**Task objective:** Shift each coordinate in the answer points by adding -28 to it, and write out every line again, requests included, for the stretch from the line containing "Report the position of each instance of the water bottle cap" through the line containing "[[112, 138], [210, 111]]". Leave all other numbers as they are, and give only these rows.

==== Material provided

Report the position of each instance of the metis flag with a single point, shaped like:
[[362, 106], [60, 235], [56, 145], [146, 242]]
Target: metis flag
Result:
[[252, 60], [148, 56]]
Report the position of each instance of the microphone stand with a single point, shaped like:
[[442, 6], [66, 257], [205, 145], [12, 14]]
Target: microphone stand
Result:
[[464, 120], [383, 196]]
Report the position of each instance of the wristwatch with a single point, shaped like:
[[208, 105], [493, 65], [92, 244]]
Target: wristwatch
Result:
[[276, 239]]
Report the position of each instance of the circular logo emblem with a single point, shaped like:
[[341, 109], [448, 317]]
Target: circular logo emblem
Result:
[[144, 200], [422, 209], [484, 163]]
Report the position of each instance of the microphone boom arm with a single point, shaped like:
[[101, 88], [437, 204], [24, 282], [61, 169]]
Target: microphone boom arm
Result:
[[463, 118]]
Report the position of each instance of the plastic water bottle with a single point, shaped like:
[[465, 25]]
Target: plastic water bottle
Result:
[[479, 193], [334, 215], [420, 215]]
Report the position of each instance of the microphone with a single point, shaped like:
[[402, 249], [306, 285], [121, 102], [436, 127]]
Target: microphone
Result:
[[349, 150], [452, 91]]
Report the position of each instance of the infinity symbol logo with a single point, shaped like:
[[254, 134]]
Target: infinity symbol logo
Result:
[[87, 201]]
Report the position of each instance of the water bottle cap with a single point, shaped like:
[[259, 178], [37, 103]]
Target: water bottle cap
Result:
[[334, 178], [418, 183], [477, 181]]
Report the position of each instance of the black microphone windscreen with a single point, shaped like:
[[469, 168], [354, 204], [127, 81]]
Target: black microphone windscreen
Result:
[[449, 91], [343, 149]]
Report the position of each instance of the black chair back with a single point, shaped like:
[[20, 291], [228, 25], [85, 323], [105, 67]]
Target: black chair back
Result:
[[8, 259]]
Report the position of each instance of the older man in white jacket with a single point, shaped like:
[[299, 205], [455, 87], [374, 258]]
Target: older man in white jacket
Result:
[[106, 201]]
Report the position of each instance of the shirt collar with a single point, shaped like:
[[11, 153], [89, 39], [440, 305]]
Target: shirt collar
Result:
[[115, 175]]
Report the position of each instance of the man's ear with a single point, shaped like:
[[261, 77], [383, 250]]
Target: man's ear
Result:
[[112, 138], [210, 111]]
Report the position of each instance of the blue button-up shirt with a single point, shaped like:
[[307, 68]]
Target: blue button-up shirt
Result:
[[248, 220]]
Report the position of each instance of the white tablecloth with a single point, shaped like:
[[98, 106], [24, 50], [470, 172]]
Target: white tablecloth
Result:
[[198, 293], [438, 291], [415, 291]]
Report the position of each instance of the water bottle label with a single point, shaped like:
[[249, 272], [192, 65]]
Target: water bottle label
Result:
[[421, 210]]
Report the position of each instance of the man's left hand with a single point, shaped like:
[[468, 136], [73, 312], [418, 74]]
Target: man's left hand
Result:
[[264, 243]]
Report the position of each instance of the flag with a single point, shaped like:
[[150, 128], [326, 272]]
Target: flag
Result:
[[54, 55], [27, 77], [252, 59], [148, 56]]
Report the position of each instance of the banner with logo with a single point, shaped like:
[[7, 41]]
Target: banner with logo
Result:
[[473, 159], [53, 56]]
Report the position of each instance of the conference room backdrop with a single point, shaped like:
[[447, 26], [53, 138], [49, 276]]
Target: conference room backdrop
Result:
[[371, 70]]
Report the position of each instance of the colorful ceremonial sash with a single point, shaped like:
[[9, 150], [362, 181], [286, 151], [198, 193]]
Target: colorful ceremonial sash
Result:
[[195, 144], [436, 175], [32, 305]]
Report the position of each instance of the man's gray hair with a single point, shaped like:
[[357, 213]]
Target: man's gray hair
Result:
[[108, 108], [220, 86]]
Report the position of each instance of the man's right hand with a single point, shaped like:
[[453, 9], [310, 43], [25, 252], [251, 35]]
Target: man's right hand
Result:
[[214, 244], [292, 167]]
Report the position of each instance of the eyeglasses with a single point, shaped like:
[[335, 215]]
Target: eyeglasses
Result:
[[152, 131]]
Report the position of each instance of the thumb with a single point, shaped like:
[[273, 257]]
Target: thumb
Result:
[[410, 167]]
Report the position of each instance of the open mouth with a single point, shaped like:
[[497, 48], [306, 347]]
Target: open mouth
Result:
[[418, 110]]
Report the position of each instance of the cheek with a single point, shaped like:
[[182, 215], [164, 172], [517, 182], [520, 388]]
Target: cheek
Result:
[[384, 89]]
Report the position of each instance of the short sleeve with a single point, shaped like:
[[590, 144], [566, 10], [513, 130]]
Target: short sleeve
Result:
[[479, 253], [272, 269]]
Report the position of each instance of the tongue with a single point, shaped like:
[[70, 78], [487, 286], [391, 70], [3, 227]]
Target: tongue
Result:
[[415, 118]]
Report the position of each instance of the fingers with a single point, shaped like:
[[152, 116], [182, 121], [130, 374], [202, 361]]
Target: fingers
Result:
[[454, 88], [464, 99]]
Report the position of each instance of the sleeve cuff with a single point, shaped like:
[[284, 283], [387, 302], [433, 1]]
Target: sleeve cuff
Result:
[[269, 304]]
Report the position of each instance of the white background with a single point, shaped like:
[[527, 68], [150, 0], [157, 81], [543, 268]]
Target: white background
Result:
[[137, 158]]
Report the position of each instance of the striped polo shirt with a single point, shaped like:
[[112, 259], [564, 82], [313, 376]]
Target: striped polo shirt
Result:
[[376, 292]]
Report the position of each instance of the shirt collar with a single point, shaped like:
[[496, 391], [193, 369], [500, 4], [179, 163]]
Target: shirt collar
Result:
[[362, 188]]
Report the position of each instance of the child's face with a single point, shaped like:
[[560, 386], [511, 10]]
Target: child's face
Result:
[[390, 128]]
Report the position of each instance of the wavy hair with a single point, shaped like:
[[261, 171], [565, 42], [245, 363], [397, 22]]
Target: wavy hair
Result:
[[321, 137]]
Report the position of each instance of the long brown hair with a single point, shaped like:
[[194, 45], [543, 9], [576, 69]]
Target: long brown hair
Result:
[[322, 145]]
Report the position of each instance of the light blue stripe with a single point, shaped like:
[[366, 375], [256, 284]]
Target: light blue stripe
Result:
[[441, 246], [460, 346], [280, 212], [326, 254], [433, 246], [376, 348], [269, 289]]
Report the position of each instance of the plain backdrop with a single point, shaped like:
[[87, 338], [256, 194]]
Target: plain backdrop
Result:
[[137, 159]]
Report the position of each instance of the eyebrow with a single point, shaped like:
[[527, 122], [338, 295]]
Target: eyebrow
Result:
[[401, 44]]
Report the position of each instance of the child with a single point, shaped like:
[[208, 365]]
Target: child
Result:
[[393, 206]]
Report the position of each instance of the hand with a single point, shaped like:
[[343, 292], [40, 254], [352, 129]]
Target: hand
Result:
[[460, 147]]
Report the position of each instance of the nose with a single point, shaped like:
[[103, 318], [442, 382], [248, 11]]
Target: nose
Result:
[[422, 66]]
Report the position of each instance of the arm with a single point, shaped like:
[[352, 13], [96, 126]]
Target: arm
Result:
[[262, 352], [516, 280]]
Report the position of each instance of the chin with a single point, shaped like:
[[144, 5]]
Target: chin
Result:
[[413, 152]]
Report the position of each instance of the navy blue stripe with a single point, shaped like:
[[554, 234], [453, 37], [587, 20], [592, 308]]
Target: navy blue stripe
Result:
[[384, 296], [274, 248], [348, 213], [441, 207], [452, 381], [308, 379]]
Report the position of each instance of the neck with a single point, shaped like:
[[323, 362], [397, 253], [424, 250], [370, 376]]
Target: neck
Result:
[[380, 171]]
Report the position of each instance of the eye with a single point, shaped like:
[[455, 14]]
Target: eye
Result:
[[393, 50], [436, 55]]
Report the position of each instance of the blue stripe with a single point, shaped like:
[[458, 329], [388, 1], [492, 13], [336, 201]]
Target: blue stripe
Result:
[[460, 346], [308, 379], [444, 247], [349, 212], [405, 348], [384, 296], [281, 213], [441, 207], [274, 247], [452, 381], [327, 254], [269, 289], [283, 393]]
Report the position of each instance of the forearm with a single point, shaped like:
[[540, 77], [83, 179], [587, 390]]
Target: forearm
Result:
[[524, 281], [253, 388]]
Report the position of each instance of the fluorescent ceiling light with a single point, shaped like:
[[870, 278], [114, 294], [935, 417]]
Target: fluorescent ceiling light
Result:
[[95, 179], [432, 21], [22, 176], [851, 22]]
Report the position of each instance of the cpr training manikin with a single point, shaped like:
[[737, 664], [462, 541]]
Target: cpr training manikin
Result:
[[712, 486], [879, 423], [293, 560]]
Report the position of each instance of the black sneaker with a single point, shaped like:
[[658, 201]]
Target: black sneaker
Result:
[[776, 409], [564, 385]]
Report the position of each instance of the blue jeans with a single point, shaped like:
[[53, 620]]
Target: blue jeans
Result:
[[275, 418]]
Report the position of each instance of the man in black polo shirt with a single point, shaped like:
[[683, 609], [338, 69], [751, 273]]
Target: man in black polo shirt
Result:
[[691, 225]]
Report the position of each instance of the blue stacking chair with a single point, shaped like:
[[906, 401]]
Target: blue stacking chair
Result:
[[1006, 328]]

========

**Output of the exercise:**
Report the position of each instance of the water bottle cap with a single point, shaped like:
[[259, 178], [37, 103]]
Target: water bottle cap
Result:
[[306, 150], [390, 155], [449, 153]]
Report the position of each instance of the black microphone windscreen with a single point, shaped like:
[[469, 168], [354, 204], [127, 81]]
Target: black microphone windscreen
Result:
[[421, 63], [315, 121]]
Report the position of each instance of the black chair back with a single point, shaped like:
[[20, 291], [228, 25], [85, 323], [105, 67]]
Target: black chair back
Result:
[[-20, 231]]
Report the position of each instance of the older man in white jacket with a single point, shaped like:
[[299, 205], [455, 87], [374, 258]]
Target: older man in white jacket
Result:
[[78, 173]]
Report the position of each instance of the shirt collar with a single point, shaped like:
[[11, 153], [89, 39], [440, 305]]
Target: shirt collar
Result:
[[87, 147]]
Report the position of each instance of the man's ear with a single point, shaped like:
[[261, 77], [383, 250]]
Target: man's ear
Result:
[[84, 110], [182, 83]]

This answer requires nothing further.